# Rows from a dataset:
## BEGIN

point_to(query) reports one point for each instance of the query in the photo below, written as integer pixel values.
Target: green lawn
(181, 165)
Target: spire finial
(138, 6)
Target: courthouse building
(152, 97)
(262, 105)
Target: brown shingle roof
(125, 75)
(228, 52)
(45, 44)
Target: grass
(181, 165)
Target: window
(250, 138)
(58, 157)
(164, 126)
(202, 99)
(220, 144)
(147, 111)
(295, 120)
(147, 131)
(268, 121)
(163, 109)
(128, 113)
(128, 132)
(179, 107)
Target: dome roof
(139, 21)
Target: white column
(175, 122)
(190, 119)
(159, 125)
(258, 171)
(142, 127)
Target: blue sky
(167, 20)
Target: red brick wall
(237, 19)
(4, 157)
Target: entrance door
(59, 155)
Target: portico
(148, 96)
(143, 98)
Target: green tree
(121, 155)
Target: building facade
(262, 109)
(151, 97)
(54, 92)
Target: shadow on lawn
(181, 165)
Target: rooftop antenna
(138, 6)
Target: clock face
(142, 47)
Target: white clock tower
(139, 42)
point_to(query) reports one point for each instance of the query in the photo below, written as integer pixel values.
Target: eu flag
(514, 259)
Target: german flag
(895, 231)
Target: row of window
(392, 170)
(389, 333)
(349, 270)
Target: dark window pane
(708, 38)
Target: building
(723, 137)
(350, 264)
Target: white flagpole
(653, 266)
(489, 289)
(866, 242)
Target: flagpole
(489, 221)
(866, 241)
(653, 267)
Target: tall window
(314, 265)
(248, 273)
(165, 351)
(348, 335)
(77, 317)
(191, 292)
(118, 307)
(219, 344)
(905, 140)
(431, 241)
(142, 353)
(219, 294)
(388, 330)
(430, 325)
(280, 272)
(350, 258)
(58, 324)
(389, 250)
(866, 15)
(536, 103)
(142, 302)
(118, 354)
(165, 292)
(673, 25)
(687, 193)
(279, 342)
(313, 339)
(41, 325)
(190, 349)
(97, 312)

## END

# Problem statement:
Please write out the entries again, from the line that contains "Target: entrance door" through the end of the entries, swapping "flagpole" for "mast" and leaving everything else unchanged.

# Solution:
Target: entrance door
(59, 155)
Target: portico
(148, 96)
(143, 98)
Target: green tree
(121, 155)
Target: building facade
(262, 109)
(151, 97)
(54, 92)
Target: shadow on lawn
(181, 165)
Target: rooftop antenna
(138, 6)
Target: clock face
(142, 47)
Target: white clock tower
(139, 42)
point_to(query) reports one point for each instance of the query in the photo below, written as integer pixel values.
Target: eu flag
(514, 259)
Target: german flag
(895, 231)
Target: row of window
(392, 170)
(389, 333)
(349, 270)
Target: dark window pane
(708, 38)
Target: building
(723, 137)
(350, 264)
Target: white mast
(653, 266)
(489, 289)
(866, 242)
Target: mast
(489, 221)
(866, 241)
(653, 267)
Target: tall window
(314, 265)
(248, 273)
(165, 351)
(348, 335)
(77, 317)
(191, 292)
(118, 307)
(219, 344)
(905, 140)
(431, 241)
(142, 353)
(219, 294)
(388, 330)
(430, 325)
(280, 272)
(350, 258)
(58, 324)
(389, 250)
(866, 15)
(536, 103)
(142, 302)
(118, 354)
(165, 292)
(673, 25)
(687, 193)
(279, 342)
(313, 339)
(41, 325)
(190, 349)
(97, 312)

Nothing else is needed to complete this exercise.